— What the exercise asks —
Please output the entries below from the line that contains "Please point out the backpack in" through the final line, reproduced exactly and alone.

— Data for processing —
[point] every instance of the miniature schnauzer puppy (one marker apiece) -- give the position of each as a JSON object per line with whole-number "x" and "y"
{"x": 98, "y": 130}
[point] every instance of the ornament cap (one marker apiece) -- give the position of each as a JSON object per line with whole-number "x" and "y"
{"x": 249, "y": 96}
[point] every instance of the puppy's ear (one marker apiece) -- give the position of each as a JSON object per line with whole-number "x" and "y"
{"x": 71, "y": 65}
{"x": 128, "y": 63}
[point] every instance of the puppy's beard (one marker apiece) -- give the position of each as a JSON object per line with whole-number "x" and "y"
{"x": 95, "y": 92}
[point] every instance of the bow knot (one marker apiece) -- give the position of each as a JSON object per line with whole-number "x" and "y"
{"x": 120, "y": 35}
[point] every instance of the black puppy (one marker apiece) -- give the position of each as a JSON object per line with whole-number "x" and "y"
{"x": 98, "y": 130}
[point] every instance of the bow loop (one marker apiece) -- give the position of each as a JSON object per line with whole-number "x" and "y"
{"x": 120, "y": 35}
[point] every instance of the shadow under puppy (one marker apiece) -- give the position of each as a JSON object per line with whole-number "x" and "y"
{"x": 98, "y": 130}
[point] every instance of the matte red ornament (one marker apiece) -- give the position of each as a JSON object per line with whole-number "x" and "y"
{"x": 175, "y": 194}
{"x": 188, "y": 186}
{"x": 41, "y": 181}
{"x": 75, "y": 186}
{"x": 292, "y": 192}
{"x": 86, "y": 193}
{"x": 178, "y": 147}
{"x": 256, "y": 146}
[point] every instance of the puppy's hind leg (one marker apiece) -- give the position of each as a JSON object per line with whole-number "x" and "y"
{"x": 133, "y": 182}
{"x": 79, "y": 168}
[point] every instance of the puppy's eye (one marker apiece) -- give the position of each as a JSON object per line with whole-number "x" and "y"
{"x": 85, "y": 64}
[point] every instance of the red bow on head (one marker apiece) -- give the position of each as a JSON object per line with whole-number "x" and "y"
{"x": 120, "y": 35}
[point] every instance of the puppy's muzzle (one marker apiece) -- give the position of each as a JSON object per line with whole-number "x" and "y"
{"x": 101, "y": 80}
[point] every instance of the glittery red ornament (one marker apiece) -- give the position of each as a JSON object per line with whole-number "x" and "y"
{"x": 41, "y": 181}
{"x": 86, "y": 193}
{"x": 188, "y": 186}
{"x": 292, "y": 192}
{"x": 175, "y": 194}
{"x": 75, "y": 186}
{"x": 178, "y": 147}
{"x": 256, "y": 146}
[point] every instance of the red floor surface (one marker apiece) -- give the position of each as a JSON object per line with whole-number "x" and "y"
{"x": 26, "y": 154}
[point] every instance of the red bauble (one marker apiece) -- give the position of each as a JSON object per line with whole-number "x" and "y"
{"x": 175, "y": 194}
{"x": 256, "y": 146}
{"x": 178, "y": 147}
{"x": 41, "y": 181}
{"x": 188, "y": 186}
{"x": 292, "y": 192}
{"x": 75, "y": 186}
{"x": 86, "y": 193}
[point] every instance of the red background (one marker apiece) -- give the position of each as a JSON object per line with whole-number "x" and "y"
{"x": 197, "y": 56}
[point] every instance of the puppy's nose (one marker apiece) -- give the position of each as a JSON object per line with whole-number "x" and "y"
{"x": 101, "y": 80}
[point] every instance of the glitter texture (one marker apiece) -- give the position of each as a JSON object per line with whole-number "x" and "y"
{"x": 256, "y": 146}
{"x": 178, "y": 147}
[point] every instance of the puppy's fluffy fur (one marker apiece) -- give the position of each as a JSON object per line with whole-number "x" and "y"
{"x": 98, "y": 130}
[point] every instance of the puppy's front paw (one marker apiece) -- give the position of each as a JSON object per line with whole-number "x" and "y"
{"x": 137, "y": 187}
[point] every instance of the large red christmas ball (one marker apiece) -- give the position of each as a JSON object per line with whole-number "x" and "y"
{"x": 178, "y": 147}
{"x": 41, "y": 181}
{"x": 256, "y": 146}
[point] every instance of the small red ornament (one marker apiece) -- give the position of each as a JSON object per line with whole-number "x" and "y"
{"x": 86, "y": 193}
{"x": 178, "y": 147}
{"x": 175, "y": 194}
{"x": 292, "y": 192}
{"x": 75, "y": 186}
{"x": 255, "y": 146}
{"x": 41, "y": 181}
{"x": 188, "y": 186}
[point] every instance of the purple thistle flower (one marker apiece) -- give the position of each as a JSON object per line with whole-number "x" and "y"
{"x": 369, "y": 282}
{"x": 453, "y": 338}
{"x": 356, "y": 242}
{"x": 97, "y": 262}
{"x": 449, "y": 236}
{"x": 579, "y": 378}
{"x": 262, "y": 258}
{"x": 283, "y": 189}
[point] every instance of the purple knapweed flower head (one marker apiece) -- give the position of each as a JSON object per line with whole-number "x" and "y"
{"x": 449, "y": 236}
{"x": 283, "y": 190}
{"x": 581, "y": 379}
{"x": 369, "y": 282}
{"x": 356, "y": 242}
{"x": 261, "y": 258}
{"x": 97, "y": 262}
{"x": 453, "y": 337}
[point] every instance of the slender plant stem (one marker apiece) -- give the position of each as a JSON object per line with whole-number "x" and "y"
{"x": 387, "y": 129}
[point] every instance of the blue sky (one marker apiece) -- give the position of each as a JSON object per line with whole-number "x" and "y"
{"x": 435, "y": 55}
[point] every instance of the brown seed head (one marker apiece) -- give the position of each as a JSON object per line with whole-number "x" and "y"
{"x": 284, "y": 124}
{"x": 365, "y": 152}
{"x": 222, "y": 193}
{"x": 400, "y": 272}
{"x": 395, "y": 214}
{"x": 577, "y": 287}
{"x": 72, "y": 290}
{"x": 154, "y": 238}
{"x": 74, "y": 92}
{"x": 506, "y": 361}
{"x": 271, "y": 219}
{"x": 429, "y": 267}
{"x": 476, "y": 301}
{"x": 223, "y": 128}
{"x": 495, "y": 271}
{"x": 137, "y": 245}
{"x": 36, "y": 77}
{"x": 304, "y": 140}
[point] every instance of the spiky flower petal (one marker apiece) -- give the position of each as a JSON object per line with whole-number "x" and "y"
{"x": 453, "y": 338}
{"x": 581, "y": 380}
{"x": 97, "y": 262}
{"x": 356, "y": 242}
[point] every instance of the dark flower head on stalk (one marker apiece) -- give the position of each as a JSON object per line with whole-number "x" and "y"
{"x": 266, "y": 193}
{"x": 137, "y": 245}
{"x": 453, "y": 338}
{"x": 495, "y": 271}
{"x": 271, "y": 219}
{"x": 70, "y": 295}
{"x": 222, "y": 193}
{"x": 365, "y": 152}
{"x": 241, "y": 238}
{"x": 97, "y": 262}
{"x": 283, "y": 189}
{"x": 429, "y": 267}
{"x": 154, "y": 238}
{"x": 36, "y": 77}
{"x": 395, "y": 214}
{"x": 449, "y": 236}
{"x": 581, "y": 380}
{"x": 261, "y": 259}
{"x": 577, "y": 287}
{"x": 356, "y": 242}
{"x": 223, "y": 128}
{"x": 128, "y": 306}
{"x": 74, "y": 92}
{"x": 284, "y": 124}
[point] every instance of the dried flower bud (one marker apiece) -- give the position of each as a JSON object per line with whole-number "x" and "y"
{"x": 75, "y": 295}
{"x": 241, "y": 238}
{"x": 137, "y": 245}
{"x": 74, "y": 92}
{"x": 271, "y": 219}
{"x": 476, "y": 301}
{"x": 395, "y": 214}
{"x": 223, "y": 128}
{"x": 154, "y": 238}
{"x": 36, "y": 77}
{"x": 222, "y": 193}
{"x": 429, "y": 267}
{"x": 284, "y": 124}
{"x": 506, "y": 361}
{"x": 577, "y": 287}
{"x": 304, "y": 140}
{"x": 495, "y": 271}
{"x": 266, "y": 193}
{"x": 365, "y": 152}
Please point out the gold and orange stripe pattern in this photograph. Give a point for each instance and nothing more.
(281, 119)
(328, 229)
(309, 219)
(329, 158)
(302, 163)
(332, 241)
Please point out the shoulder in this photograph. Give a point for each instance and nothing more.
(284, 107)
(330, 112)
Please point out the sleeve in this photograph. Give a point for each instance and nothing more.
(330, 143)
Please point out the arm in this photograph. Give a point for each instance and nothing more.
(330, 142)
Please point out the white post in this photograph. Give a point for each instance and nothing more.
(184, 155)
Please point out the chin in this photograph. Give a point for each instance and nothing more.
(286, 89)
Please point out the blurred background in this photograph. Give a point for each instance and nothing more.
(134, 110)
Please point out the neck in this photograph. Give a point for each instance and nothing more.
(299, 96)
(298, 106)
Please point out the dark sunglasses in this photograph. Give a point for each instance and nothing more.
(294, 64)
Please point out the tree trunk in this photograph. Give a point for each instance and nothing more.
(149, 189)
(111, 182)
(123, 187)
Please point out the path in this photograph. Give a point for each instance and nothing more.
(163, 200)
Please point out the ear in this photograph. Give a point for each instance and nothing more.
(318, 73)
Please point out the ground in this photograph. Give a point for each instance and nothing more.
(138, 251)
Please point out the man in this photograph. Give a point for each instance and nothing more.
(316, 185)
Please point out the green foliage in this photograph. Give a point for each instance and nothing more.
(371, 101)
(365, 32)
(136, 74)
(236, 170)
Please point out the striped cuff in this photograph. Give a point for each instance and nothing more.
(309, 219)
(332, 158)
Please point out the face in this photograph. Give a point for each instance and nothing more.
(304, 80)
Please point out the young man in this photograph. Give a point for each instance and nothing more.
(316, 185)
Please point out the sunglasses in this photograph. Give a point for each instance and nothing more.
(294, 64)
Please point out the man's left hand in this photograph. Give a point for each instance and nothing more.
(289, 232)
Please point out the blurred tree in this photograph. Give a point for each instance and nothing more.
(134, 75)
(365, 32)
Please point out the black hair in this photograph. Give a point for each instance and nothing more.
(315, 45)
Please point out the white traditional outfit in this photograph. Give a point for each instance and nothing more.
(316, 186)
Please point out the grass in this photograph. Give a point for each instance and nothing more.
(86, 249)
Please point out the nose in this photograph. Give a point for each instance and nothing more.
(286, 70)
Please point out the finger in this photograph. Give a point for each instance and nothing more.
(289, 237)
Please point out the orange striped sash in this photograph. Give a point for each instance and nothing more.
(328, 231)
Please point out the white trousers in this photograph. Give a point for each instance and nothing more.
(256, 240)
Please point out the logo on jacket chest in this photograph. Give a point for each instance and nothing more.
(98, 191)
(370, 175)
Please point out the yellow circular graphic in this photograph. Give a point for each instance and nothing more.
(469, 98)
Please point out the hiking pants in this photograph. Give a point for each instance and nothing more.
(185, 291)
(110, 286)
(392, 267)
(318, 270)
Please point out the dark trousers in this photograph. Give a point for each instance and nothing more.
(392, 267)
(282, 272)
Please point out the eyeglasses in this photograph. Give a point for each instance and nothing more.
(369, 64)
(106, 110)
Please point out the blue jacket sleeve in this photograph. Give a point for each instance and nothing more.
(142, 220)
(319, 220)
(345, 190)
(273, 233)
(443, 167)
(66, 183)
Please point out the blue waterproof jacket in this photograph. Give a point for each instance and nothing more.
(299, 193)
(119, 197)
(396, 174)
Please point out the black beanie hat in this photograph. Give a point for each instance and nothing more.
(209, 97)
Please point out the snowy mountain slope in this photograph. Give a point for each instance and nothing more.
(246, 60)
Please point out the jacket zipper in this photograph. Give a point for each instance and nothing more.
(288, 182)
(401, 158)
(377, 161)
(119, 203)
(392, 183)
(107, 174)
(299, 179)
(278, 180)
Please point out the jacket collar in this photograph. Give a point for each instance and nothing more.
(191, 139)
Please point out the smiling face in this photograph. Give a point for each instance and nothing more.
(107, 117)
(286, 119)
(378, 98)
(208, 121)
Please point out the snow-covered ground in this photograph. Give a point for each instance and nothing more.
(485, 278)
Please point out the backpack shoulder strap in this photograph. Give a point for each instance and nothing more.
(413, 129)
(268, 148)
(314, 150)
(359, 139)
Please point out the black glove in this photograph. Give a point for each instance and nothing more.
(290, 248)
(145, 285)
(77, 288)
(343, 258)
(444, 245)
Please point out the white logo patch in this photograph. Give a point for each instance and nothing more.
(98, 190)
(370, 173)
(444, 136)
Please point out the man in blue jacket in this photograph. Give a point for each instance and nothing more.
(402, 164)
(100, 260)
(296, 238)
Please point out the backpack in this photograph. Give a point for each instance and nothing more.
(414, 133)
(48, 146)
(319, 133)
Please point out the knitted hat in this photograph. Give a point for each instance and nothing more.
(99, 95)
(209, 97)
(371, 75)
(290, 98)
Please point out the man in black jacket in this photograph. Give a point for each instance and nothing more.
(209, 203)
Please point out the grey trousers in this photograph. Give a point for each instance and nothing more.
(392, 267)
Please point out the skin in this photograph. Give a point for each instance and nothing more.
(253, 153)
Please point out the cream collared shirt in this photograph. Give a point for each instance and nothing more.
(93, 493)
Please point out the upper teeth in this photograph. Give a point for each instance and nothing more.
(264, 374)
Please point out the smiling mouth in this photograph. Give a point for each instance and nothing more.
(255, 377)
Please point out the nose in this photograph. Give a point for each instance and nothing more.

— Task answer —
Please point out the backpack in this photograph. Give a point for each instance and nothing more.
(414, 133)
(48, 146)
(319, 133)
Please point out the knitted hat in this photograph. Give a point for each instance and nothing more.
(99, 95)
(209, 97)
(371, 75)
(290, 98)
Please point out the man in black jacket in this photograph. Give a point for each instance and nothing more.
(209, 203)
Please point out the grey trousers in this photograph. Give a point for each instance and nothing more.
(392, 267)
Please point out the skin in this photograph. Give a point for each instance and nothing more.
(253, 153)
Please point out the cream collared shirt in this photograph. Give a point for each instance and nothing more.
(93, 493)
Please point out the upper teeth in this photograph. Give a point for each instance and nothing more.
(264, 374)
Please point out the smiling mouth in this photograph. Give a point for each instance and nothing more.
(255, 377)
Please point out the nose in this photograph. Give a point for each instance and nothing more.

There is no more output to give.